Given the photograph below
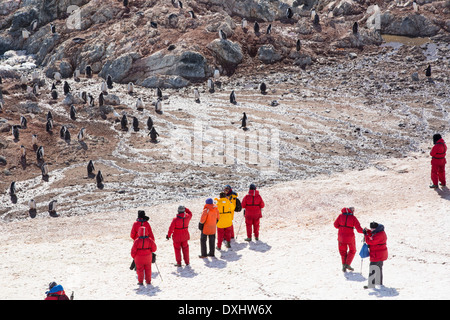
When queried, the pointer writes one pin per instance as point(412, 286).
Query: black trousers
point(212, 242)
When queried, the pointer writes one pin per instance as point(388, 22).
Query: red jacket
point(179, 226)
point(346, 222)
point(253, 203)
point(141, 223)
point(143, 245)
point(438, 153)
point(377, 244)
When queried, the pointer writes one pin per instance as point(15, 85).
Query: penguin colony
point(108, 84)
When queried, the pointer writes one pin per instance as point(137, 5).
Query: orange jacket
point(209, 218)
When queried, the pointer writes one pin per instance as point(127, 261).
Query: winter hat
point(373, 225)
point(436, 138)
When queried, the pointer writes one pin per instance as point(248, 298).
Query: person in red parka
point(142, 253)
point(376, 240)
point(438, 161)
point(346, 222)
point(179, 232)
point(141, 221)
point(252, 204)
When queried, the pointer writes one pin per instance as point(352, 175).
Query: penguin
point(15, 132)
point(32, 208)
point(216, 74)
point(316, 20)
point(149, 123)
point(135, 124)
point(244, 24)
point(99, 179)
point(263, 88)
point(34, 139)
point(428, 71)
point(210, 86)
point(57, 77)
point(49, 125)
point(139, 104)
point(52, 208)
point(40, 154)
point(153, 134)
point(158, 93)
point(54, 94)
point(101, 100)
point(104, 87)
point(158, 106)
point(244, 121)
point(124, 123)
point(73, 113)
point(12, 189)
point(91, 100)
point(109, 82)
point(44, 171)
point(222, 35)
point(355, 27)
point(233, 97)
point(76, 75)
point(256, 27)
point(130, 88)
point(82, 134)
point(62, 132)
point(197, 95)
point(23, 122)
point(88, 71)
point(90, 168)
point(289, 13)
point(23, 153)
point(67, 136)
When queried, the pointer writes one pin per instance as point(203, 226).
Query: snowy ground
point(296, 257)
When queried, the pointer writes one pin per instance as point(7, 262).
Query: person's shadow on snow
point(259, 246)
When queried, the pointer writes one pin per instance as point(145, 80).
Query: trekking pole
point(159, 272)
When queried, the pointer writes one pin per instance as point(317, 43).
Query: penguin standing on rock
point(52, 209)
point(99, 179)
point(90, 169)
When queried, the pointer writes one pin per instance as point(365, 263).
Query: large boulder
point(228, 54)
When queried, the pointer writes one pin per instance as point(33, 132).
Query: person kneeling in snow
point(179, 229)
point(142, 253)
point(346, 222)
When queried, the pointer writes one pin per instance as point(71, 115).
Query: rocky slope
point(340, 102)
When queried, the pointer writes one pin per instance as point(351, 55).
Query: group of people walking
point(217, 218)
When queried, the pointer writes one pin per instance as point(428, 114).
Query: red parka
point(179, 226)
point(140, 222)
point(143, 245)
point(253, 203)
point(377, 244)
point(346, 222)
point(438, 153)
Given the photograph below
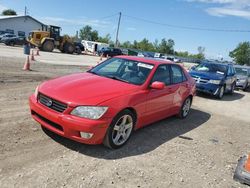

◇ ◇ ◇ ◇

▸ Goal of the exercise:
All entries above should be returned exactly, apart from their pictures.

▸ Answer for the task:
Given the photograph below
When queried, the pointer writes one pin per instance as point(412, 286).
Query: black trousers
point(212, 242)
When queried, the pointer writes one pin per instance as point(388, 22).
Query: red jacket
point(179, 226)
point(346, 222)
point(253, 203)
point(141, 223)
point(143, 245)
point(438, 153)
point(377, 244)
When queried, the pointer writes one pin per instance as point(15, 85).
Query: penguin colony
point(108, 84)
When queried, the pointer writes one pin per instance as point(137, 5).
Query: orange jacket
point(209, 218)
When queried, the pointer writes one pin per instance as point(127, 261).
Query: winter hat
point(373, 225)
point(436, 138)
When queried, the pointer writes one pin per instance as point(248, 298).
Query: person in red parka
point(142, 253)
point(376, 240)
point(438, 161)
point(346, 222)
point(179, 232)
point(141, 221)
point(252, 204)
When queried, the pointer writes one pin per instance as point(352, 175).
Query: penguin
point(15, 132)
point(32, 208)
point(216, 74)
point(316, 20)
point(149, 123)
point(135, 124)
point(244, 24)
point(99, 179)
point(263, 88)
point(34, 139)
point(428, 71)
point(210, 86)
point(57, 77)
point(49, 125)
point(139, 104)
point(52, 208)
point(40, 154)
point(153, 134)
point(158, 93)
point(54, 94)
point(101, 100)
point(104, 87)
point(158, 106)
point(244, 121)
point(124, 123)
point(73, 113)
point(12, 189)
point(91, 100)
point(109, 82)
point(44, 171)
point(222, 35)
point(355, 27)
point(233, 97)
point(76, 75)
point(256, 27)
point(130, 88)
point(82, 134)
point(62, 132)
point(197, 95)
point(23, 122)
point(88, 71)
point(90, 168)
point(289, 13)
point(23, 153)
point(67, 136)
When queried, the pointer writes one pin per instance as point(203, 226).
Query: snowy ground
point(296, 257)
When queried, the pointer writes one pin per instance as point(7, 262).
Query: person's shadow on snow
point(259, 246)
When queried, the pointer writes one pin per instance as point(145, 80).
Query: trekking pole
point(159, 272)
When queried, the pointer writes one pin per instance as point(317, 43).
Query: penguin standing on rock
point(52, 209)
point(99, 179)
point(90, 169)
When queried, the pointer writes one pin per instance as point(365, 263).
Query: large boulder
point(228, 54)
When queried, the pointer writes one pin per instance as point(33, 132).
Query: person kneeling in snow
point(179, 229)
point(142, 253)
point(346, 222)
When queried, the pointer writes one pin per instance as point(71, 115).
Query: rocky slope
point(340, 102)
When queried, the pointer writes one pin per instance as point(351, 55).
Query: group of people walking
point(217, 218)
When queried, the pointer writes one pin per instance as point(428, 114).
Query: red parka
point(179, 226)
point(140, 222)
point(143, 245)
point(253, 203)
point(377, 244)
point(346, 222)
point(438, 153)
Given the photograph below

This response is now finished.